Coordinate labeling data:
········

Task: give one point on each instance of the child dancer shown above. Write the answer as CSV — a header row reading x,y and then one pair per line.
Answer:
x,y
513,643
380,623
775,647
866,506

········

> **Requirement**
Rewrite the records above with "child dancer" swapped for "young dancer", leaving everything else as it is.

> **Response**
Task: give one point on each instance of the young dancer shown above. Write the answer as CSV — a header row reading x,y and then one pair per line.
Answer:
x,y
513,643
380,623
775,647
866,506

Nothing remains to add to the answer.